[Passage given]:
-- start --

Then ran the following command line to gather up all the dependencies:

mvn dependency:copy-dependencies -DoutputDirectory="./result"

The ./result directory now has all of the dependencies for the spark-metrics jar. Zipping all that up and transfering the archive to all of the nodes of the EMR cluster, then unzipping into the /usr/lib/spark/jars location prepared the EMR cluster to use the spark-metrics library.

Here is the example job that I was using to test:

spark-submit \
	--class org.apache.spark.examples.SparkPi \
	--repositories https://raw.github.com/banzaicloud/spark-metrics/master/maven-repo/releases \
	--packages com.banzaicloud:spark-metrics_2.11:2.3-2.0.4,io.prometheus:simpleclient:0.3.0,io.prometheus:simpleclient_dropwizard:0.3.0,io.prometheus:simpleclient_pushgateway:0.3.0,io.dropwizard.metrics:metrics-core:3.1.2 \
	--jars /usr/lib/spark/jars/metrics-core-3.1.2.jar,/usr/lib/spark/jars/simpleclient-0.3.0.jar,/usr/lib/spark/jars/simpleclient_dropwizard-0.3.0.jar,/usr/lib/spark/jars/simpleclient_pushgateway-0.3.0.jar,/usr/lib/spark/jars/spark-metrics_2.11-2.3-2.0.4.jar \
	--conf spark.metrics.conf=/baseSinkConfig/sinkprops.conf \
	/usr/lib/spark/examples/jars/spark-examples.jar 1000

the /baseSinkConfi/sinkprops.conf has the configuration mentioned in the documentation.

-- end --

[Data listing]:
-- start --

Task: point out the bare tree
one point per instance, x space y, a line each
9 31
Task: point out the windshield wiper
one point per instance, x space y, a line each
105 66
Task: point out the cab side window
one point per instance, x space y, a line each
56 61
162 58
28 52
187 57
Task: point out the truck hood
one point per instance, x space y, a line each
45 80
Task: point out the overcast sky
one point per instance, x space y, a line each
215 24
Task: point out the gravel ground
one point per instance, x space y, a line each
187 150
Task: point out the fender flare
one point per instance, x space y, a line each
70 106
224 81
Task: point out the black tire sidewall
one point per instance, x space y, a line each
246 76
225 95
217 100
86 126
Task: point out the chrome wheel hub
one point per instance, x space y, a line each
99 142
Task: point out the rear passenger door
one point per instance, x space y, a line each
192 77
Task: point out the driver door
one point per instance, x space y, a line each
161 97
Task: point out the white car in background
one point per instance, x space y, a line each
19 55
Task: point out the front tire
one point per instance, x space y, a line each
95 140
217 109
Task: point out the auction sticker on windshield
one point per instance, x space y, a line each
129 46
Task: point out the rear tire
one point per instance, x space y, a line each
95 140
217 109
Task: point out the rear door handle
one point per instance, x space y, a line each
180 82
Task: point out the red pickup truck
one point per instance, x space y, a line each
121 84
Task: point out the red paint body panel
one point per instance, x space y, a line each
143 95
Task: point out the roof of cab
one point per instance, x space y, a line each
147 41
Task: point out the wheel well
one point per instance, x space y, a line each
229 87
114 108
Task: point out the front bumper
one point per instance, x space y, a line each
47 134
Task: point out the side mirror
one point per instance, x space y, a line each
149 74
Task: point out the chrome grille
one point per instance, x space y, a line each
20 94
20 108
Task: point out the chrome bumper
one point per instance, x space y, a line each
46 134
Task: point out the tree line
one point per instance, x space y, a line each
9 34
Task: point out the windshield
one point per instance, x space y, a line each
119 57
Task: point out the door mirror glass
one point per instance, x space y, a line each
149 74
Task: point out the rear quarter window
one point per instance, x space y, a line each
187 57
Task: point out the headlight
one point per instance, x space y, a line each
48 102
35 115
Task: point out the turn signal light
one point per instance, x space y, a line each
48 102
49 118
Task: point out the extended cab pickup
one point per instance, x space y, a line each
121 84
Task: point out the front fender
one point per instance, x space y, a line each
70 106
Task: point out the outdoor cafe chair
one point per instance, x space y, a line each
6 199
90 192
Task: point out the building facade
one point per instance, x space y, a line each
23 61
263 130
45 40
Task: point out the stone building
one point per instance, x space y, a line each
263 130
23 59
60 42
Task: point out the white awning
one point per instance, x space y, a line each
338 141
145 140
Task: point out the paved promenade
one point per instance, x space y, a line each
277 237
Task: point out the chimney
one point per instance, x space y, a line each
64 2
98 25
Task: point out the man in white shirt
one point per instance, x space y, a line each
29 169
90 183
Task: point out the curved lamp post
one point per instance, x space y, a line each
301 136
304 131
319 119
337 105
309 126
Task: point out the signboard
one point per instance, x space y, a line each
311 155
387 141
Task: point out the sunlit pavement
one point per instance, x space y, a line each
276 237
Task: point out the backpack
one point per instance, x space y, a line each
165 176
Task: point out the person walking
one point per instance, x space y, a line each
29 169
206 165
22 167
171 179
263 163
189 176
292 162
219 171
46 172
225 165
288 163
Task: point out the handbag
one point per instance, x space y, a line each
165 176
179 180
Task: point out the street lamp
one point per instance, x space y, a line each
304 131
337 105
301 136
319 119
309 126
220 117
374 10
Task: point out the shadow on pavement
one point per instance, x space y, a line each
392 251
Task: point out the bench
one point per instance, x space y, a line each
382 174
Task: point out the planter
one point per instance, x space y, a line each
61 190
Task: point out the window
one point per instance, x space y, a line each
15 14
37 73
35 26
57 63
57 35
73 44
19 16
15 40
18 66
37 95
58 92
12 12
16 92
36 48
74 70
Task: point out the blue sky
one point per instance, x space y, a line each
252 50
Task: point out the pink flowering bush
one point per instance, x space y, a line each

-- end --

[Instruction 1]: Shift every coordinate in the answers by -112 and write out the records again, requests included, beginning at the line that contains "Task: point out the stone building" and stopping after the end of the records.
[Instruction 2]: Pick up the text on running spark-metrics on an EMR cluster and continue it from where it stops.
The records have nothing to do with the text.

[Task response 1]:
Task: point out the stone building
one point per instance, x space y, a line each
151 18
-89 -53
-52 -70
Task: point out the white awning
one point per instance, x space y, a line each
226 29
33 28
Task: point out the paved promenade
one point per instance, x space y, a line each
165 125
Task: point out the chimney
one point per instance, x space y, a line each
-48 -110
-14 -87
Task: point out the man in white shirt
one point per instance, x space y, a line each
-83 57
-22 71
Task: point out the curved lamp post
one point per instance, x space y, a line each
189 24
192 19
207 7
225 -7
197 14
Task: point out the signboard
one point per instance, x space y, a line each
199 43
275 29
Task: point out the sunlit pavement
one point per instance, x space y, a line each
164 125
Task: point out the backpack
one point per instance, x space y, a line each
53 64
Task: point out the person walking
one point per instance, x space y, a line each
-83 57
94 53
-90 55
59 67
151 51
77 64
180 50
107 59
-66 60
113 53
176 51
Task: point out the handbag
one point per instance, x space y, a line each
53 64
67 68
Task: point out the street lamp
one point per instance, x space y, a line each
192 19
225 -7
189 24
207 7
197 14
108 5
262 -102
Task: point out the shadow on pavement
one point per instance, x space y, a line each
280 139
Task: point out the bench
one point per instance, x space y, a line each
270 62
Task: point out the planter
one point per instance, x space y, a line each
-51 78
Task: point out the window
one point per instance, x space y, a line each
-97 -98
-75 -39
-77 -86
-55 -49
-55 -77
-39 -68
-93 -96
-97 -72
-94 -46
-75 -17
-54 -20
-100 -100
-96 -20
-76 -64
-38 -42
Task: point out the blue sky
one point per instance, x space y, a line each
140 -62
Task: point out the pink flowering bush
one point per instance, x space y, a line each

[Task response 2]:
(Note, this may not answer the question that prompted opening this issue, but it solved my issue and wanted to share it here so other's on the google train will find it.)

from spark-metrics.

stoader commented on June 6, 2024 1

@amitrmishra can you check and confirm that the $PWD/com.banzaicloud_spark-metrics_2.11-2.3-2.0.1.jar is actually available on the host?

Can you share your metrics.properties config?

I also suggest using com.banzaicloud:spark-metrics_2.11:2.3-2.0.4 instead of com.banzaicloud:spark-metrics_2.11:2.3-2.0.1

from spark-metrics.

amitrmishra commented on June 6, 2024

Yes the jar is in my list of external libraries. After building my project assembly jar, I can see the class (using jar tf ) com.banzaicloud.spark.metrics.sink.PrometheusSink is contained.

When running my spark application locally, it works fine. But when running the same application in cluster, using --master yarn, I start to get ClassNotFoundException on the executors.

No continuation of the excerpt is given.